### Input data
........

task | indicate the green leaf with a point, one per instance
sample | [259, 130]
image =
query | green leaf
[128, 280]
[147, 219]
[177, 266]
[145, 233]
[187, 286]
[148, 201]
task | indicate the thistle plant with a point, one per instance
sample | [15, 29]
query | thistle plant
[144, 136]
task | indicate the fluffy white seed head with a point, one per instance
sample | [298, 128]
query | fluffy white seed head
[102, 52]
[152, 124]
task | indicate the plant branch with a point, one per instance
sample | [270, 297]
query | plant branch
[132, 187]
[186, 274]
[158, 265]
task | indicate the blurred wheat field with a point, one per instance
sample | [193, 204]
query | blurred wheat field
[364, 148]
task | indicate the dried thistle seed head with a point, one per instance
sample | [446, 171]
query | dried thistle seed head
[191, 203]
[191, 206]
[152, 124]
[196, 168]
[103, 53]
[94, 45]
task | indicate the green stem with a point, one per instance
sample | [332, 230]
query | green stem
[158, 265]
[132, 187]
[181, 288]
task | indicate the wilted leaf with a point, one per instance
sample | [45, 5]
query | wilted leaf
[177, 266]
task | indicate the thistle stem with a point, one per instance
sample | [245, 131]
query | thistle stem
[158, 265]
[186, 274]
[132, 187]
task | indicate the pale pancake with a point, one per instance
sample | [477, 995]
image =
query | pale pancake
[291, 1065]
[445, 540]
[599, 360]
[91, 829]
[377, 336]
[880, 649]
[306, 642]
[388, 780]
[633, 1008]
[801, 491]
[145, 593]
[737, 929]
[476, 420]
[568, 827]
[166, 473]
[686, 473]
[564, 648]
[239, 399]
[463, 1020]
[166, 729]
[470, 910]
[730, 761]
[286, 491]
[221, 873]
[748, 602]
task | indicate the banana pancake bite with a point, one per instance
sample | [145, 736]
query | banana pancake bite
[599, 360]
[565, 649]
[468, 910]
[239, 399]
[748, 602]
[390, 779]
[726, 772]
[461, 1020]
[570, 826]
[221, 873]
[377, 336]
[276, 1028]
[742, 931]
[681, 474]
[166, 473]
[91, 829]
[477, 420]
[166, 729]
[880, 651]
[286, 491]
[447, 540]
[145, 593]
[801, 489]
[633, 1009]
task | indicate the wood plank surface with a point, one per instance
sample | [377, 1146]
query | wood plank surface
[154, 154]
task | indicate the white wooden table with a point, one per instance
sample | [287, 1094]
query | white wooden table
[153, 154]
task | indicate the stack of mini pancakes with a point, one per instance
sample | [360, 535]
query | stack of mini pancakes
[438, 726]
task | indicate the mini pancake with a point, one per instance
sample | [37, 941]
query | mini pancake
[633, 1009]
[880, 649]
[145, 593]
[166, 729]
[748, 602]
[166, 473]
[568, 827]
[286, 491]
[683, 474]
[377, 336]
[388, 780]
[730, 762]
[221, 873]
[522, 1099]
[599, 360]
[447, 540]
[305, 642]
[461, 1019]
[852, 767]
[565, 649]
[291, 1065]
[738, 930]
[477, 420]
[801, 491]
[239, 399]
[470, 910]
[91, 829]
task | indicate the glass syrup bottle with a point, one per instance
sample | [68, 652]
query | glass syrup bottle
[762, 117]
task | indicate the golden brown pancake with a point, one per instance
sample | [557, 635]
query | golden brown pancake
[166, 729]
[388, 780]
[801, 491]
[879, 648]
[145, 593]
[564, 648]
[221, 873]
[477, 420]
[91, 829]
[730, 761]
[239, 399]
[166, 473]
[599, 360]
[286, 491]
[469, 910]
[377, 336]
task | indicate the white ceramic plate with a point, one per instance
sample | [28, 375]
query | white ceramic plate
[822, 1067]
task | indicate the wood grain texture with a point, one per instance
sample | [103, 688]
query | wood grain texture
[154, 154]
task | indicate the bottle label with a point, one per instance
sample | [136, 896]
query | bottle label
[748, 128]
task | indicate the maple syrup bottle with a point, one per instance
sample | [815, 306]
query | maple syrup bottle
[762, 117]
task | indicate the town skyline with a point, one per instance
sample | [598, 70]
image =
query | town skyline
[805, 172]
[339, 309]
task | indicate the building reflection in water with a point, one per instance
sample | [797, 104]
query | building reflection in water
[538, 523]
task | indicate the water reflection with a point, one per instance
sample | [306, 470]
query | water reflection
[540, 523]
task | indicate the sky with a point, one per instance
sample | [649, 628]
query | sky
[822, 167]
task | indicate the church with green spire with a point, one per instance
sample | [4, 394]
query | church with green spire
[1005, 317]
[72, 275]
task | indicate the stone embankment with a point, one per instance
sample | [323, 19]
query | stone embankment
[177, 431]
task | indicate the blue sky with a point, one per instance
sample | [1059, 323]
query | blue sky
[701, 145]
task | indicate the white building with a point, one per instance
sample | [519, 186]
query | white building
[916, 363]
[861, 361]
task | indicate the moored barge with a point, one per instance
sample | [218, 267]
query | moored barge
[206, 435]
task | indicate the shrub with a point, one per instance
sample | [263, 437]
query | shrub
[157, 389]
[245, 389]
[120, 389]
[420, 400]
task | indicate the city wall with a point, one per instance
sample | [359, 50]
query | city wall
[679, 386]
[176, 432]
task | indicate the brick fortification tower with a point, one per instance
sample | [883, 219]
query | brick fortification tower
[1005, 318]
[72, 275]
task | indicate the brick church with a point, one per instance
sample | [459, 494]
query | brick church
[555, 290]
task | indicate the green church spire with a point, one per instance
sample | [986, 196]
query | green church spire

........

### What the task asks
Write the complete data out, exactly as above.

### Exercise response
task | indicate the green leaf with a point, one per instance
sample | [259, 130]
image =
query | green leaf
[128, 280]
[147, 219]
[177, 266]
[145, 233]
[187, 286]
[148, 201]
task | indicate the thistle plant with a point, one per instance
sample | [15, 29]
query | thistle plant
[144, 136]
task | indicate the fluffy white seed head with a point, one per instance
sample | [298, 128]
query | fluffy white seed head
[102, 52]
[152, 124]
task | indicate the plant branch with a point, one per instance
sample | [270, 297]
query | plant branch
[132, 187]
[186, 274]
[158, 265]
task | indicate the blurred wheat field with a point, one per instance
sample | [193, 204]
query | blurred wheat field
[364, 148]
task | indicate the dried thistle seed head with a point, one per instance
sample | [446, 171]
query | dried thistle seed head
[191, 203]
[191, 206]
[152, 124]
[196, 168]
[103, 53]
[94, 45]
task | indicate the green stem with a point, one per instance
sample | [332, 230]
query | green stem
[158, 265]
[132, 187]
[181, 288]
task | indicate the wilted leaf with a point, one per instance
sample | [45, 5]
query | wilted leaf
[177, 266]
task | indicate the thistle stem with a point, one per instance
sample | [245, 131]
query | thistle stem
[158, 265]
[186, 274]
[132, 187]
task | indicate the pale pancake with a point, one per instance
sample | [477, 995]
image =
query | pale pancake
[291, 1065]
[445, 540]
[599, 360]
[91, 829]
[377, 336]
[880, 649]
[306, 642]
[388, 780]
[633, 1008]
[801, 491]
[145, 593]
[737, 929]
[476, 420]
[568, 827]
[166, 473]
[686, 473]
[564, 648]
[239, 399]
[463, 1020]
[166, 729]
[470, 910]
[730, 761]
[286, 491]
[221, 873]
[748, 602]
task | indicate the banana pancake bite with a point, one per instance
sample | [145, 736]
query | banana pancake bite
[599, 360]
[565, 649]
[468, 910]
[239, 399]
[748, 602]
[390, 779]
[726, 772]
[461, 1020]
[570, 826]
[221, 873]
[377, 336]
[276, 1028]
[742, 931]
[681, 474]
[166, 473]
[91, 829]
[477, 420]
[166, 729]
[880, 651]
[286, 491]
[447, 540]
[145, 593]
[801, 489]
[633, 1009]
task | indicate the wood plank surface with a point, one per instance
sample | [377, 1146]
query | wood plank surface
[154, 154]
task | indicate the white wooden table with a point, one per instance
sample | [287, 1094]
query | white wooden table
[153, 154]
task | indicate the stack of mini pancakes with a point, one per instance
sample | [360, 535]
query | stack of mini pancakes
[438, 726]
task | indicate the mini pancake with a point, one per instance
sample | [37, 941]
query | mini pancake
[633, 1009]
[880, 649]
[145, 593]
[166, 729]
[748, 602]
[166, 473]
[568, 827]
[286, 491]
[683, 474]
[377, 336]
[388, 780]
[730, 762]
[221, 873]
[522, 1099]
[599, 360]
[447, 540]
[305, 642]
[461, 1019]
[852, 767]
[565, 649]
[291, 1065]
[738, 930]
[477, 420]
[801, 491]
[239, 399]
[470, 910]
[91, 829]
task | indicate the glass syrup bottle with a point, one per instance
sample | [68, 652]
query | glass syrup bottle
[762, 117]
task | indicate the golden brown pancake with a point, one per instance
sample | [557, 635]
query | golden brown pancake
[166, 729]
[388, 780]
[801, 491]
[879, 648]
[145, 593]
[564, 648]
[221, 873]
[477, 420]
[91, 829]
[730, 761]
[239, 399]
[166, 473]
[599, 360]
[286, 491]
[469, 910]
[377, 336]
task | indicate the white ceramic plate with a point, one per instance
sample | [28, 375]
query | white ceramic plate
[822, 1067]
task | indicate the wood grain texture with a point, one per instance
sample | [103, 688]
query | wood grain texture
[154, 154]
task | indicate the bottle label with a point, one per instance
sample | [136, 896]
query | bottle label
[748, 128]
task | indicate the maple syrup bottle with a point, one per instance
sample | [815, 306]
query | maple syrup bottle
[762, 117]
task | indicate the town skyline with a point, one per instance
sample | [598, 70]
image =
query | town skyline
[805, 172]
[339, 309]
task | indicate the building reflection in water with a point, one per instance
sample | [797, 104]
query | building reflection in water
[538, 523]
task | indicate the water reflection with a point, one per instance
sample | [306, 470]
query | water reflection
[540, 523]
task | indicate the sky with a point, one per instance
sample | [649, 628]
query | sky
[822, 167]
task | indicate the church with green spire with a point, one per instance
sample | [4, 394]
query | church with green spire
[1005, 317]
[72, 275]
task | indicate the stone embankment with a point, one per instance
sample | [323, 19]
query | stone embankment
[177, 431]
task | indicate the blue sky with a point, one per instance
sample | [1059, 323]
query | blue sky
[701, 145]
task | indicate the white building with a point, one per instance
sample | [519, 186]
query | white building
[916, 363]
[861, 361]
task | indicate the moored barge with a point, one per instance
sample | [218, 267]
query | moored barge
[206, 435]
task | indicate the shrub with a point, one per instance
sample | [263, 437]
query | shrub
[157, 389]
[245, 389]
[120, 389]
[420, 400]
task | indicate the city wall with a point, one per instance
sample | [359, 50]
query | city wall
[679, 386]
[176, 432]
task | indicate the brick fortification tower with a point, one per instance
sample | [883, 219]
query | brick fortification tower
[1005, 318]
[72, 275]
task | indicate the brick church with a point, one per instance
sample | [459, 494]
query | brick church
[555, 290]
task | indicate the green church spire with a point, one per instance
sample | [986, 196]
query | green church spire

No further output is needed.